• _Page text_:
★ ★ ★
Cinar & Orr11 investigated the effect of IFT reduction on three-phase relative permeabilities for water-wet wettability condition using three-phase analogous liquid systems. The IFT between two of the phases could be varied in the analogous liquid systems while the IFTs between the other pairs of phases can be held roughly constant. They concluded that the water (wetting phase) relative permeability was not affected by IFT reduction but the relative permeability to oil (intermediate phase) and gas (non-wetting phase) were affected considerably. 

Cinar et al.12 reported three-phase relative permeability measurements that included the combined effects of IFT variation and wettability. Similar to their previous study, they used an analogous liquid system for investigation of the effect of IFT variations at atmospheric pressure. Their results showed that, in water-wet system, as gas/oil IFT decreased, relative permeabilities of these two phases increased but water relative permeability remained almost unaffected by IFT at any water saturation. However, in oil-wet system, water relative permeability (krw) decreased with decrease of gas/oil IFT only at low values of water saturation.

Fatemi et al.13,14 performed series of WAG experiments on 65mD mixed-wet Clashach sandstone core at three different gas/oil IFT values of 0.04, 0.15 and 2.7 mN.m-1. They used a synthetic brine as the water phase and a binary mixture of methane and n-butane for gas and oil phases. Jahanbakhsh et al.15 estimated three-phase relative permeabilities from the tertiary gas injection period of WAG injections for three different IFT values. The gas/oil IFT reduction affects the relative permeability of all three phases. They concluded that as the gas/oil IFT decreases, oi relative permeability (kro) and gas relative permeability (krg) increase but the behavior of krw is uncertain. Moreover, the IFT reduction was more effective at very low IFT (0.04 mN/m) conditions, with minor effects at intermediate values.

To summarize, according to the few available literature for three-phase systems, generally as IFT between one pair of phases, e.g. oil and gas changes, the relative permeabilities of all the three phases (gas, oil and water) will be affected. It has been observed that by reduction of gas/oil IFT, kro and krg increase but no firm conclusion can be made for krw. The degree of changes in relative permeability of each phase and its dependency on its own saturation and other fluid saturations should be further investigated at low IFT conditions9-12,15.

Part 2: Performance of Immiscible and Miscible Water-Alternating-Gas Injections

Water-Alternating-Gas (WAG) injection is a proven EOR technique to unlock some of the remaining oil and has been applied in several fields since 1950. The WAG injection can be miscible (MWAG) or immiscible (IWAG). Process. However, some authors believe that MWAG in reservoir scale is a near-miscible process [16]. Performance of WAG injections at field scale has been reported between 5% to 10% OOIP17,18. Although it is expected that WAG injections improve both macroscopic sweep and microscopic displacement efficiencies, still we need to investigate governing mechanisms, improve the performance and optimize WAG parameters. This section reviews published researches investigating performance of immiscible, and miscible and near-miscible WAG processes.
★ ★ ★
• _Image point annotation entries_:
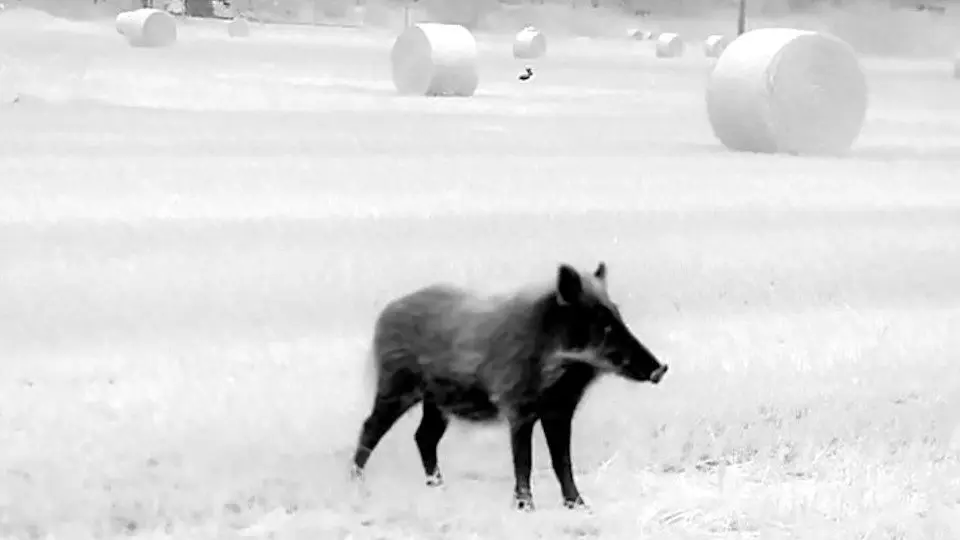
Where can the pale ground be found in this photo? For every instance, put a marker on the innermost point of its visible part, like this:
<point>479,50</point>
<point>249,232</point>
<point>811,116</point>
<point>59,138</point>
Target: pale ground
<point>187,289</point>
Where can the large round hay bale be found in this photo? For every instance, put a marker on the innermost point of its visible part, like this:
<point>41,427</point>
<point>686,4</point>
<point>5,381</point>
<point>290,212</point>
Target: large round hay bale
<point>529,43</point>
<point>238,27</point>
<point>434,59</point>
<point>784,90</point>
<point>714,45</point>
<point>147,27</point>
<point>669,45</point>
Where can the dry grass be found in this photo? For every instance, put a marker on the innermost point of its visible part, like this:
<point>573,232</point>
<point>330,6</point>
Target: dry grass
<point>186,290</point>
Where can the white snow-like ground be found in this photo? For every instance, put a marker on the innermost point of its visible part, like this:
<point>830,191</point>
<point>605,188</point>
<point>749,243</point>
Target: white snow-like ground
<point>194,242</point>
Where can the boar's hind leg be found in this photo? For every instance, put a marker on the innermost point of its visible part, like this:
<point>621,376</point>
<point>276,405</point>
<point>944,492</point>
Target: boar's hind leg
<point>432,427</point>
<point>396,394</point>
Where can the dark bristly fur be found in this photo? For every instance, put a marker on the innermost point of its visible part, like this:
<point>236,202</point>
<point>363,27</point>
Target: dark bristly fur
<point>524,358</point>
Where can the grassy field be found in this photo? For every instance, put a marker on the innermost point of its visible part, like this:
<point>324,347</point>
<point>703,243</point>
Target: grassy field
<point>194,243</point>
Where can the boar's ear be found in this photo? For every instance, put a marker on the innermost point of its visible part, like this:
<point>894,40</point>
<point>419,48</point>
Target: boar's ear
<point>601,271</point>
<point>569,285</point>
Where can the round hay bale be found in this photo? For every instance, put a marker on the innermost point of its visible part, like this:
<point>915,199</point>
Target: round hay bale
<point>434,59</point>
<point>669,45</point>
<point>147,27</point>
<point>529,43</point>
<point>781,90</point>
<point>714,45</point>
<point>238,27</point>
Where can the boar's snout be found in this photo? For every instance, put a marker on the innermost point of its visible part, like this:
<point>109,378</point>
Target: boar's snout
<point>658,373</point>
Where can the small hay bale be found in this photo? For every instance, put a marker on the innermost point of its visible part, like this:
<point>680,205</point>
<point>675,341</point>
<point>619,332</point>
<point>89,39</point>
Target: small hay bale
<point>714,45</point>
<point>238,27</point>
<point>529,43</point>
<point>433,59</point>
<point>781,90</point>
<point>669,45</point>
<point>639,35</point>
<point>147,27</point>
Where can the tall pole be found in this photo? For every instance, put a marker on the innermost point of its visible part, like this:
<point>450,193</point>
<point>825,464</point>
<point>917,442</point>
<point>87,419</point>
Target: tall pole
<point>742,18</point>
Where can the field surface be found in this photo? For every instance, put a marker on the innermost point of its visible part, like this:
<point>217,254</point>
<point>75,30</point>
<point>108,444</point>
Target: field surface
<point>194,243</point>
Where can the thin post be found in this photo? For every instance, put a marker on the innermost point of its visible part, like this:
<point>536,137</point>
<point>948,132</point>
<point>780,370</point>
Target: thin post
<point>742,18</point>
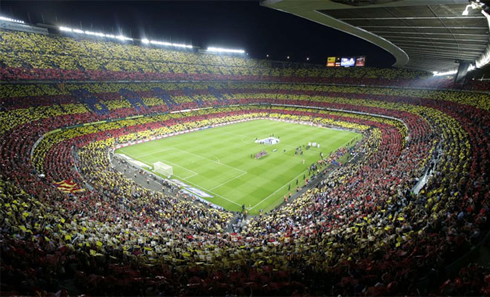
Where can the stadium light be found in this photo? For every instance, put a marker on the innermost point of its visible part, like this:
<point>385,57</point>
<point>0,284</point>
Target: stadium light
<point>225,50</point>
<point>123,38</point>
<point>436,73</point>
<point>99,34</point>
<point>164,43</point>
<point>11,20</point>
<point>65,29</point>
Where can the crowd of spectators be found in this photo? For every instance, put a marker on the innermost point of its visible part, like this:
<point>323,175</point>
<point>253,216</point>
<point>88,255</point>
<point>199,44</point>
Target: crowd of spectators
<point>29,56</point>
<point>359,232</point>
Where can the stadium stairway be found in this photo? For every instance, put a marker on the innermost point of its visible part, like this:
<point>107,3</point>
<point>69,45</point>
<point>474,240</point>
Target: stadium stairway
<point>189,94</point>
<point>87,98</point>
<point>217,94</point>
<point>162,94</point>
<point>133,98</point>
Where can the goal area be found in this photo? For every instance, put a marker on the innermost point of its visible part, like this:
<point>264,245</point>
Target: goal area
<point>163,169</point>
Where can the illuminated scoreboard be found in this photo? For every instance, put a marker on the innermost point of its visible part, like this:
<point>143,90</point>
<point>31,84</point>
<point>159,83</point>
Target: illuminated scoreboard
<point>346,61</point>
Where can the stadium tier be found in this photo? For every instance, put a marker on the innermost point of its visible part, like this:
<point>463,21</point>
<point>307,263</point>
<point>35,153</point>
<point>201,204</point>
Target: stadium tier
<point>68,216</point>
<point>29,56</point>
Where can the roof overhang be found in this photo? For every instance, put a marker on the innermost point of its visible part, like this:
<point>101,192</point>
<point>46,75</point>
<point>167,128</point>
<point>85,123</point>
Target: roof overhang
<point>427,35</point>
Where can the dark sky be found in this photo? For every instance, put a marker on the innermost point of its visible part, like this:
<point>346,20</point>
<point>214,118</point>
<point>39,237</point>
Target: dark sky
<point>235,24</point>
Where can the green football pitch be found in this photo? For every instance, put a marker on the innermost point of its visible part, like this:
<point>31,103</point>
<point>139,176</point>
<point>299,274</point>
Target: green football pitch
<point>221,161</point>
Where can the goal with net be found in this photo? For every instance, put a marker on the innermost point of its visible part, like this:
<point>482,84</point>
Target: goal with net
<point>163,169</point>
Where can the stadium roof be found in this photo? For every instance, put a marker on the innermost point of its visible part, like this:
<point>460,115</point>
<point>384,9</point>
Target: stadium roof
<point>428,35</point>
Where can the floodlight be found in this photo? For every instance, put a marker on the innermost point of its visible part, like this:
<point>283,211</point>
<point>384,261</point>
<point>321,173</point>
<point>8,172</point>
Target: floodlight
<point>164,43</point>
<point>225,50</point>
<point>66,29</point>
<point>11,20</point>
<point>436,73</point>
<point>121,37</point>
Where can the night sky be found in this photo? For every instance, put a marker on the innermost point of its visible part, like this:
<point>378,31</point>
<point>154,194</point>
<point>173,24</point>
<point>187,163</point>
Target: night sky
<point>234,24</point>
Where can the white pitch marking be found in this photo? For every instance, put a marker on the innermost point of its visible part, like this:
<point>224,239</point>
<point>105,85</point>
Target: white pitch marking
<point>242,174</point>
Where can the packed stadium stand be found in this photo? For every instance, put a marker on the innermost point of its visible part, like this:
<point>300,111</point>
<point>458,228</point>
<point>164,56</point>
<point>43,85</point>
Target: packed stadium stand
<point>71,223</point>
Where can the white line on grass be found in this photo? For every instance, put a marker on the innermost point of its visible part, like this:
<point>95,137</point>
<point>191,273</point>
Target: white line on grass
<point>242,174</point>
<point>206,190</point>
<point>290,181</point>
<point>210,160</point>
<point>155,152</point>
<point>192,175</point>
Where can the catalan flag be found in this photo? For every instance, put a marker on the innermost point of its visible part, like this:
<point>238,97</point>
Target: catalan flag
<point>68,186</point>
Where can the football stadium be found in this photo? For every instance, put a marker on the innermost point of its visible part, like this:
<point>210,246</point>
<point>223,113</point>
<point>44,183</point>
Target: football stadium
<point>135,166</point>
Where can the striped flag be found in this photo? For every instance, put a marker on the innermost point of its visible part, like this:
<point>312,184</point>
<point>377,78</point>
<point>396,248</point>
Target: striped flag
<point>68,186</point>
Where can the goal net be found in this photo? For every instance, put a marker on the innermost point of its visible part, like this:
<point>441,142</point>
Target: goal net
<point>162,168</point>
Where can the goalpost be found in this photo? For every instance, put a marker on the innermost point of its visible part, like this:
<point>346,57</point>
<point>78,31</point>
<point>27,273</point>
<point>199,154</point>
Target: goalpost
<point>162,168</point>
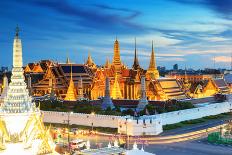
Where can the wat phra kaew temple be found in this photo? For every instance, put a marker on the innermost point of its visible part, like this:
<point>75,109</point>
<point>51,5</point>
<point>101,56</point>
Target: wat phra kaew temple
<point>70,81</point>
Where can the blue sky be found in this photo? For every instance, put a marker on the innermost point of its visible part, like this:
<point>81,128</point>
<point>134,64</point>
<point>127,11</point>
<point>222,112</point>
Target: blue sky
<point>188,32</point>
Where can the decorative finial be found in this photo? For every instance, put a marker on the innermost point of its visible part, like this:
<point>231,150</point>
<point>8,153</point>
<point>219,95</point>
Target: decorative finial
<point>135,43</point>
<point>152,44</point>
<point>17,31</point>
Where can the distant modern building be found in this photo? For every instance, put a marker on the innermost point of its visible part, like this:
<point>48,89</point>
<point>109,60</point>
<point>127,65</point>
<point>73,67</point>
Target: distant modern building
<point>175,67</point>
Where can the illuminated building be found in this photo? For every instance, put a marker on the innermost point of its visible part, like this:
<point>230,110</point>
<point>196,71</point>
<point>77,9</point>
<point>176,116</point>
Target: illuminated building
<point>90,63</point>
<point>107,102</point>
<point>116,91</point>
<point>143,99</point>
<point>152,72</point>
<point>71,94</point>
<point>89,80</point>
<point>57,77</point>
<point>21,128</point>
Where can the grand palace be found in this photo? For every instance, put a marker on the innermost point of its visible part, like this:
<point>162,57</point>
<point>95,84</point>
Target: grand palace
<point>70,81</point>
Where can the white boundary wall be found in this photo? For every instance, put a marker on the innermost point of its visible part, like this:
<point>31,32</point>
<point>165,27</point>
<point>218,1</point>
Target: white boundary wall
<point>148,125</point>
<point>81,119</point>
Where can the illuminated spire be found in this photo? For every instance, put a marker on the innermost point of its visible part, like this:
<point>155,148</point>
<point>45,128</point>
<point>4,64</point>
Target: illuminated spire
<point>17,50</point>
<point>27,69</point>
<point>71,94</point>
<point>17,99</point>
<point>152,64</point>
<point>68,61</point>
<point>90,61</point>
<point>107,102</point>
<point>80,89</point>
<point>116,91</point>
<point>152,70</point>
<point>136,61</point>
<point>116,59</point>
<point>107,64</point>
<point>37,68</point>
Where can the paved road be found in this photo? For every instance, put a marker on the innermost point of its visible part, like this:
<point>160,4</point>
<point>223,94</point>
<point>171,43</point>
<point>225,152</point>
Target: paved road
<point>189,148</point>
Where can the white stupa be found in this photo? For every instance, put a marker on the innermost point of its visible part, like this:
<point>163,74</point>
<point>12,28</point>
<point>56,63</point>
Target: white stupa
<point>21,123</point>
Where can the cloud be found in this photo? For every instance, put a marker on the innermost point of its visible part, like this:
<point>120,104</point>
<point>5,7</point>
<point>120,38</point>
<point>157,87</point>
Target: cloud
<point>223,59</point>
<point>94,16</point>
<point>215,39</point>
<point>221,7</point>
<point>171,59</point>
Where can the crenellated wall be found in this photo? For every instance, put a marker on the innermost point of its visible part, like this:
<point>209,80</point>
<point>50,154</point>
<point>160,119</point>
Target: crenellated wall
<point>145,125</point>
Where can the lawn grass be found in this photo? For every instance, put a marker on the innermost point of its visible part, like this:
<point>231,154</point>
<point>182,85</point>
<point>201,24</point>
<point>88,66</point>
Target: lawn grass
<point>195,121</point>
<point>81,127</point>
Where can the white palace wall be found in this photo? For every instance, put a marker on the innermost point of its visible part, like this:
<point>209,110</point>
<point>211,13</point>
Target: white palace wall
<point>145,125</point>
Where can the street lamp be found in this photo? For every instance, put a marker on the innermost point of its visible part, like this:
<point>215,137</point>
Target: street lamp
<point>127,136</point>
<point>68,122</point>
<point>92,113</point>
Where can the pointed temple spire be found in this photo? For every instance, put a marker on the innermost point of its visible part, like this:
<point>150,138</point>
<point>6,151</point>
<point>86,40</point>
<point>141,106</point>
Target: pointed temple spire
<point>71,94</point>
<point>89,62</point>
<point>17,31</point>
<point>107,102</point>
<point>37,68</point>
<point>116,91</point>
<point>152,64</point>
<point>80,95</point>
<point>116,59</point>
<point>152,70</point>
<point>4,87</point>
<point>136,61</point>
<point>27,69</point>
<point>143,99</point>
<point>17,50</point>
<point>19,102</point>
<point>107,64</point>
<point>68,61</point>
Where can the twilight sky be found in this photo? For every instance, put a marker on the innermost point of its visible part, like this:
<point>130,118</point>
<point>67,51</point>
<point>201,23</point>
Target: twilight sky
<point>187,32</point>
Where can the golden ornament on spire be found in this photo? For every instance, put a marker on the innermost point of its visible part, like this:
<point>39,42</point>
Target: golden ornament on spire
<point>152,71</point>
<point>71,94</point>
<point>90,61</point>
<point>116,59</point>
<point>107,64</point>
<point>116,91</point>
<point>136,61</point>
<point>68,61</point>
<point>37,68</point>
<point>27,69</point>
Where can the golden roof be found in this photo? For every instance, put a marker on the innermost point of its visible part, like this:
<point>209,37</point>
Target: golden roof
<point>71,94</point>
<point>116,91</point>
<point>37,68</point>
<point>27,69</point>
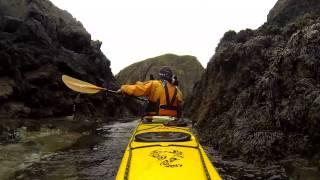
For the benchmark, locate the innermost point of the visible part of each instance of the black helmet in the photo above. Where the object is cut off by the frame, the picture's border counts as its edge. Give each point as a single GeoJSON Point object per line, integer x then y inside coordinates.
{"type": "Point", "coordinates": [166, 73]}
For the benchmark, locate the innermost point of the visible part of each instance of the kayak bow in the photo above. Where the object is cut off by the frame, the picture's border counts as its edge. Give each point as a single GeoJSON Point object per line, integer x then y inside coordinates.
{"type": "Point", "coordinates": [160, 152]}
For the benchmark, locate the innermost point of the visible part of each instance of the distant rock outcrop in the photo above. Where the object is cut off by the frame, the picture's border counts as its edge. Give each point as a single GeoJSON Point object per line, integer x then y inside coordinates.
{"type": "Point", "coordinates": [187, 68]}
{"type": "Point", "coordinates": [259, 97]}
{"type": "Point", "coordinates": [39, 43]}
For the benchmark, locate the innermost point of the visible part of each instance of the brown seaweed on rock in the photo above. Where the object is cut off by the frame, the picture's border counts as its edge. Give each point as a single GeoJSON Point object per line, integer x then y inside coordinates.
{"type": "Point", "coordinates": [259, 97]}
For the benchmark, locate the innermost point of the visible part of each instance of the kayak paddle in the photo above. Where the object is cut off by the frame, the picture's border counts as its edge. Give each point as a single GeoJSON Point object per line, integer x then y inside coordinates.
{"type": "Point", "coordinates": [82, 86]}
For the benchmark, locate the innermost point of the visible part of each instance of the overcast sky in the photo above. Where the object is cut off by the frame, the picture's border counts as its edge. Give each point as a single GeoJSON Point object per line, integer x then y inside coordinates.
{"type": "Point", "coordinates": [134, 30]}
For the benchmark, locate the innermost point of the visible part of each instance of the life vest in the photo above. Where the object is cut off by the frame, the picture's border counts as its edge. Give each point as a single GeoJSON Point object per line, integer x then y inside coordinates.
{"type": "Point", "coordinates": [168, 103]}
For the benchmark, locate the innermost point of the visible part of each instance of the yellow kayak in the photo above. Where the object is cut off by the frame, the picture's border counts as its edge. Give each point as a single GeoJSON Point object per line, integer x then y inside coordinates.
{"type": "Point", "coordinates": [160, 152]}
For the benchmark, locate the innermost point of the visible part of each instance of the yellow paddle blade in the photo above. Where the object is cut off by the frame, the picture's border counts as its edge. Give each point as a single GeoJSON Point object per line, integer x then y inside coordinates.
{"type": "Point", "coordinates": [80, 86]}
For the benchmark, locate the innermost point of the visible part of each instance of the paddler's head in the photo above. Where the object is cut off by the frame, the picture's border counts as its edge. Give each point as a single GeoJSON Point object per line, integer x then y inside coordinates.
{"type": "Point", "coordinates": [165, 73]}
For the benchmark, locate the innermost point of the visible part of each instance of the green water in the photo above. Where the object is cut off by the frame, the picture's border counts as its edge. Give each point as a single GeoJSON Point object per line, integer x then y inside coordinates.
{"type": "Point", "coordinates": [32, 147]}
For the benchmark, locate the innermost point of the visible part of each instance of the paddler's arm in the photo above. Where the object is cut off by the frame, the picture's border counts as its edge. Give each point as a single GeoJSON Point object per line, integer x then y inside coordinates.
{"type": "Point", "coordinates": [179, 104]}
{"type": "Point", "coordinates": [139, 89]}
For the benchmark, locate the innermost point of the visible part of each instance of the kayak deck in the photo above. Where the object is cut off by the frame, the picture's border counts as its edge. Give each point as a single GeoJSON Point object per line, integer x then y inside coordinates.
{"type": "Point", "coordinates": [150, 158]}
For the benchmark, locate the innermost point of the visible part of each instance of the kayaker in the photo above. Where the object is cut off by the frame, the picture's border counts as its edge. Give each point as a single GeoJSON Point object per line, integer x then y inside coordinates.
{"type": "Point", "coordinates": [165, 98]}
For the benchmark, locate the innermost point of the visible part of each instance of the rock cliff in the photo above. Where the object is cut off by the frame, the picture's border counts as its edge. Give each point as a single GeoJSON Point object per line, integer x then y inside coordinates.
{"type": "Point", "coordinates": [39, 43]}
{"type": "Point", "coordinates": [259, 97]}
{"type": "Point", "coordinates": [187, 68]}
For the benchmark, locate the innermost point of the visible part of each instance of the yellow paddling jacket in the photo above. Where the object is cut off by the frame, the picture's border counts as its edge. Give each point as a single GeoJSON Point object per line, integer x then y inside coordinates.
{"type": "Point", "coordinates": [166, 97]}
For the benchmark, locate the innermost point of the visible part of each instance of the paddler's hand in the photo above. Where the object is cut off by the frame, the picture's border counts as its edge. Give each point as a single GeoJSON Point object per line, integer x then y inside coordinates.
{"type": "Point", "coordinates": [119, 91]}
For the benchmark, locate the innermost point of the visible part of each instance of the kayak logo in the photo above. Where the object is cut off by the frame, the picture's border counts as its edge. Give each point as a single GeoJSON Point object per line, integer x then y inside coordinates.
{"type": "Point", "coordinates": [168, 158]}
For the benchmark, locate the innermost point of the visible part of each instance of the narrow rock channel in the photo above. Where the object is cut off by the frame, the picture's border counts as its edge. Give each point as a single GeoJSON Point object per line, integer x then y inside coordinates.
{"type": "Point", "coordinates": [95, 156]}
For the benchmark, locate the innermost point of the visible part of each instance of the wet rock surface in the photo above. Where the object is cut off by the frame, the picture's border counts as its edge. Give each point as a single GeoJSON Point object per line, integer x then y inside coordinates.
{"type": "Point", "coordinates": [39, 43]}
{"type": "Point", "coordinates": [258, 99]}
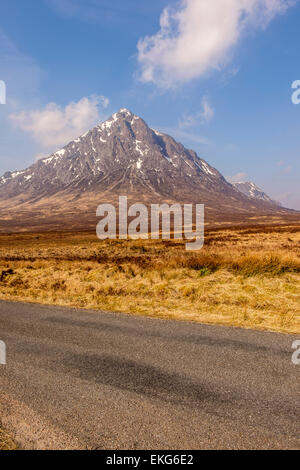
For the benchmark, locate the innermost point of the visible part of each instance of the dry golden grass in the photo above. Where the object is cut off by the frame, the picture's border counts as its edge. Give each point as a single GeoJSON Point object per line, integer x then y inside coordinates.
{"type": "Point", "coordinates": [6, 441]}
{"type": "Point", "coordinates": [246, 277]}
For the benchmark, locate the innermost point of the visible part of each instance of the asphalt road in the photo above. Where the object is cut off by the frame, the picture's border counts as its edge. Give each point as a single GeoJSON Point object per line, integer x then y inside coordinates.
{"type": "Point", "coordinates": [86, 379]}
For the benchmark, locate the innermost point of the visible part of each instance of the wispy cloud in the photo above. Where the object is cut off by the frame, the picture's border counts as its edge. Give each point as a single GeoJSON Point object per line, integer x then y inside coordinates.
{"type": "Point", "coordinates": [238, 178]}
{"type": "Point", "coordinates": [203, 116]}
{"type": "Point", "coordinates": [198, 36]}
{"type": "Point", "coordinates": [54, 126]}
{"type": "Point", "coordinates": [284, 166]}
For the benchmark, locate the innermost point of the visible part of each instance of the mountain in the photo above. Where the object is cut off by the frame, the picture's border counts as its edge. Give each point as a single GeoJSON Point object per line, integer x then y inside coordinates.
{"type": "Point", "coordinates": [121, 156]}
{"type": "Point", "coordinates": [251, 190]}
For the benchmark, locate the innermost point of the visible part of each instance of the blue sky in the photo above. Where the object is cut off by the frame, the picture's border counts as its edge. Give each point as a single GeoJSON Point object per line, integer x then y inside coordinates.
{"type": "Point", "coordinates": [217, 78]}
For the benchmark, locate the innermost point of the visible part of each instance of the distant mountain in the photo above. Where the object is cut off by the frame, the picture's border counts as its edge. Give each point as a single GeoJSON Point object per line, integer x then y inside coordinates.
{"type": "Point", "coordinates": [121, 156]}
{"type": "Point", "coordinates": [251, 190]}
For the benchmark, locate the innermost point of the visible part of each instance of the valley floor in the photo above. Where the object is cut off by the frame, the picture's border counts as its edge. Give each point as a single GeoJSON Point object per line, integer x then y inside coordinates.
{"type": "Point", "coordinates": [246, 277]}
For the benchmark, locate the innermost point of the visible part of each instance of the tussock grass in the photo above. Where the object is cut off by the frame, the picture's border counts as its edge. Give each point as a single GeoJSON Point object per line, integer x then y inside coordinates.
{"type": "Point", "coordinates": [248, 278]}
{"type": "Point", "coordinates": [6, 441]}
★ ★ ★
• _Written exercise A_:
Quote the passage on three-phase relative permeability, starting with "Cinar & Orr11" and going on through "were affected considerably.".
• _Written exercise B_:
Name every study the passage on three-phase relative permeability cites by author name.
The entries have no connection to the passage on three-phase relative permeability.

• _Correct response A_:
Cinar & Orr11 investigated the effect of IFT reduction on three-phase relative permeabilities for water-wet wettability condition using three-phase analogous liquid systems. The IFT between two of the phases could be varied in the analogous liquid systems while the IFTs between the other pairs of phases can be held roughly constant. They concluded that the water (wetting phase) relative permeability was not affected by IFT reduction but the relative permeability to oil (intermediate phase) and gas (non-wetting phase) were affected considerably.

• _Correct response B_:
Cinar & Orr
Cinar et al.
Fatemi et al.
Jahanbakhsh et al.